╭─ Given data

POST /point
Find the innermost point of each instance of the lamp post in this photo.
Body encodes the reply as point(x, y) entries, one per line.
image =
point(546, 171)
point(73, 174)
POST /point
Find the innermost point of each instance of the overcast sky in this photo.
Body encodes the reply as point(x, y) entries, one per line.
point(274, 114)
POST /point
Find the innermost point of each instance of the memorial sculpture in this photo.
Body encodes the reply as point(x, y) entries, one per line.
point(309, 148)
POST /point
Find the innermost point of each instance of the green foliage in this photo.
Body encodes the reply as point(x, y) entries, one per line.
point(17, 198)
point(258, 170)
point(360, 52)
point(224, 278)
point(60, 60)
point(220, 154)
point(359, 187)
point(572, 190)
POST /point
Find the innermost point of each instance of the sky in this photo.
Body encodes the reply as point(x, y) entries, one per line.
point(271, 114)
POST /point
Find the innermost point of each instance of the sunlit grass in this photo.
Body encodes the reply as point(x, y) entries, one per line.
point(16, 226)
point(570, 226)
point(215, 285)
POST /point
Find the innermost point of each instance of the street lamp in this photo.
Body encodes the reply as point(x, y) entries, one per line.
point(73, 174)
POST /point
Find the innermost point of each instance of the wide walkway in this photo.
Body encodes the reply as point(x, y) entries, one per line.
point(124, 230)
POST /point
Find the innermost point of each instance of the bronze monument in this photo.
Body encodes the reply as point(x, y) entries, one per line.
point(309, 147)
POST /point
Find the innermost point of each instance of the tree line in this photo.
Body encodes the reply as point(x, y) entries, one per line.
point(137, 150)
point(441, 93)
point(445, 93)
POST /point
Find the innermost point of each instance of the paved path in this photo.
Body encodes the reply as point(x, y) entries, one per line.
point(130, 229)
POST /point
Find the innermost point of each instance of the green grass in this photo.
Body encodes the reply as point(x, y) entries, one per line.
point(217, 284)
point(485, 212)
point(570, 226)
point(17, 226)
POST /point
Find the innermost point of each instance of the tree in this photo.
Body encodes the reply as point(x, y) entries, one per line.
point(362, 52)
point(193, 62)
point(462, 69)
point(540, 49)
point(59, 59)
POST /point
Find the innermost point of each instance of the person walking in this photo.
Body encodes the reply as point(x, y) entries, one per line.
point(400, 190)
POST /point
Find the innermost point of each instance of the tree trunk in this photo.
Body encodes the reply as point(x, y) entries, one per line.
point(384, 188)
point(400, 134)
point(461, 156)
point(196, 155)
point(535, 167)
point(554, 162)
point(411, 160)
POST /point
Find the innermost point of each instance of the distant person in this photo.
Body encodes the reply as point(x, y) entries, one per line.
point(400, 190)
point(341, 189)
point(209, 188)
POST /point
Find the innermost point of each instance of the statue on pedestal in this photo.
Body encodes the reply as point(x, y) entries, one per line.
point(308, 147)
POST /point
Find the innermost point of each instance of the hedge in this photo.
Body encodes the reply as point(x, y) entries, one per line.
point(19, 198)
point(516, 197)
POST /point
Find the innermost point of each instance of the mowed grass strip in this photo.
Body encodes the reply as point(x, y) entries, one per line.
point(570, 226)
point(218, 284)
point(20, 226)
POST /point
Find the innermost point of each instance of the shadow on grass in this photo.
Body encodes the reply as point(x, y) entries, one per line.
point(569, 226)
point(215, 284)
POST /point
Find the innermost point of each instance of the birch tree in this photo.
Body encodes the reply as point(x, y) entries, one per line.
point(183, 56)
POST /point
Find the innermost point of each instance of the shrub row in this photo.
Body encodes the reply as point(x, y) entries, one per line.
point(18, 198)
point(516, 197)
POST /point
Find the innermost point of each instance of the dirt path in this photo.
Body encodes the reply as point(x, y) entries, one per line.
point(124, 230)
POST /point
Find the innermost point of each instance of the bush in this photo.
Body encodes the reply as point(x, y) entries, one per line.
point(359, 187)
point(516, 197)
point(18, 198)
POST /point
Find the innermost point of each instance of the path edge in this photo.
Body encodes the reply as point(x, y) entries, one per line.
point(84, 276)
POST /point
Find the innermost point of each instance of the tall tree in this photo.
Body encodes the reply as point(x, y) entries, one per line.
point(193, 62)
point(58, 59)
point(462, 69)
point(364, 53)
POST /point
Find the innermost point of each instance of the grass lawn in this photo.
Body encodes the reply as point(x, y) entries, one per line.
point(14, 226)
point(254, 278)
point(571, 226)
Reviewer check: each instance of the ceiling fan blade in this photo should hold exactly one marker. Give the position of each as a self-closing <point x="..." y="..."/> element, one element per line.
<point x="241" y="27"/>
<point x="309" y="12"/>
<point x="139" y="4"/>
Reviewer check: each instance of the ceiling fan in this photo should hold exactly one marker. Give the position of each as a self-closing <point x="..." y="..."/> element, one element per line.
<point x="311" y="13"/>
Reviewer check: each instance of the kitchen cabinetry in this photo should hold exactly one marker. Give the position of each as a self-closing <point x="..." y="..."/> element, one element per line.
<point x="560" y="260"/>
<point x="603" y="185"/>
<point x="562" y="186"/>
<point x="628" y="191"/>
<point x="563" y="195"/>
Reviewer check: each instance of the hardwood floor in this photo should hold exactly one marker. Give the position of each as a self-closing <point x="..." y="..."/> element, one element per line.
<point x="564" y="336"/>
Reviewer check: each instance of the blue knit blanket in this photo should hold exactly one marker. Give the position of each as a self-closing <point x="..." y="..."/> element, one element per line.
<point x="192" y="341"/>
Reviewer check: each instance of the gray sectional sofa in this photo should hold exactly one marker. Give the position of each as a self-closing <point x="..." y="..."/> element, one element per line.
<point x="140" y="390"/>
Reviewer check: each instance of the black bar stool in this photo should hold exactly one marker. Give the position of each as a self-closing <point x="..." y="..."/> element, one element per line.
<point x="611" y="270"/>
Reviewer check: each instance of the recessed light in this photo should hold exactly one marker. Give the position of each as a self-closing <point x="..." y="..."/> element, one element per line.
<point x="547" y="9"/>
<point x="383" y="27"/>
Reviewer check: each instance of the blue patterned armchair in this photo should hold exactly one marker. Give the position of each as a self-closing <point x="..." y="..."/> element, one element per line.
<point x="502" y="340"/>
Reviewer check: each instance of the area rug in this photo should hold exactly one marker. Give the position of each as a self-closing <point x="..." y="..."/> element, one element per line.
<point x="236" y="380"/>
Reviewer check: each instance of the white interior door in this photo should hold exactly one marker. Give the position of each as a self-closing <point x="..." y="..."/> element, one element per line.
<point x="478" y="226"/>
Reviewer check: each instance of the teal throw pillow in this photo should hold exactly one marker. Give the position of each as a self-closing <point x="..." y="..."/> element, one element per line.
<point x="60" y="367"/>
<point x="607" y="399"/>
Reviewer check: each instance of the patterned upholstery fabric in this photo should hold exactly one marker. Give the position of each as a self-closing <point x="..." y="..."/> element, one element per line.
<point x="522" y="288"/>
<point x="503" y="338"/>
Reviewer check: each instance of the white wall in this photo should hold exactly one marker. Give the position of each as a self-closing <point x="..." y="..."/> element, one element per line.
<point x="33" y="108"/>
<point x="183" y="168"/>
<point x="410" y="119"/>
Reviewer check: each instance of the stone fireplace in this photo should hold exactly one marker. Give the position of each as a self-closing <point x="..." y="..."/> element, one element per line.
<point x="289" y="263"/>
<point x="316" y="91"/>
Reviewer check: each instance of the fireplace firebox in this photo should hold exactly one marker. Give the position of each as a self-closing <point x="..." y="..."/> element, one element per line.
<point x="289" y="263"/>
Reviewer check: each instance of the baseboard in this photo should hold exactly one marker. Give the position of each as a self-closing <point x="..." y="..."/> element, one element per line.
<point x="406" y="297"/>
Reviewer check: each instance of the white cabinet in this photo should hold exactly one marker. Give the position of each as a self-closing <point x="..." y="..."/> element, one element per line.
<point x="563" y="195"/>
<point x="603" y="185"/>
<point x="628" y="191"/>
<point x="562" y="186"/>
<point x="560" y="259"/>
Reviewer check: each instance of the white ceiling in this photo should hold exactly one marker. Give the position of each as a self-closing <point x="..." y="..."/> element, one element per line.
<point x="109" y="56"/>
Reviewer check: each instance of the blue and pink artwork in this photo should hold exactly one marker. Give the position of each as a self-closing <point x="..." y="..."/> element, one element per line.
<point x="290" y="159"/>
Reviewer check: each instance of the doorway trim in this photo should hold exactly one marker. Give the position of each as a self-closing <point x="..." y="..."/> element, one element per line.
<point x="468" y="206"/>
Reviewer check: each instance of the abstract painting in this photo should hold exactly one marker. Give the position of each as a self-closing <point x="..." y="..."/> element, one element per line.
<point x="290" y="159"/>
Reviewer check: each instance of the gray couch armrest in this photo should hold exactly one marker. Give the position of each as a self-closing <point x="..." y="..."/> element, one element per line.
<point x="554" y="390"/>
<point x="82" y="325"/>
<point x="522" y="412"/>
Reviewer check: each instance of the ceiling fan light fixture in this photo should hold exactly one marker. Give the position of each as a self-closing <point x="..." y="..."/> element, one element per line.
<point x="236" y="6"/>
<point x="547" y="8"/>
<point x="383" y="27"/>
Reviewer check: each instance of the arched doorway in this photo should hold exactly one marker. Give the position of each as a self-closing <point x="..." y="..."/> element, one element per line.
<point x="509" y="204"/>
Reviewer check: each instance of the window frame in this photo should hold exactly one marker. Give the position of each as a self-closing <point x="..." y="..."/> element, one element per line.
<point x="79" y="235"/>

╰─

◆ **Task description**
Copy the data from its very first line through the line containing "point(274, 114)", both ends included, reproducing each line unchanged.

◆ **Output below**
POST /point
Find the innermost point of each instance of the lamp post in this photo.
Body encodes the reply as point(x, y) entries, one per line.
image =
point(546, 171)
point(73, 174)
POST /point
Find the innermost point of each instance of the overcast sky in this photo.
Body encodes the reply as point(x, y) entries, one per line.
point(274, 114)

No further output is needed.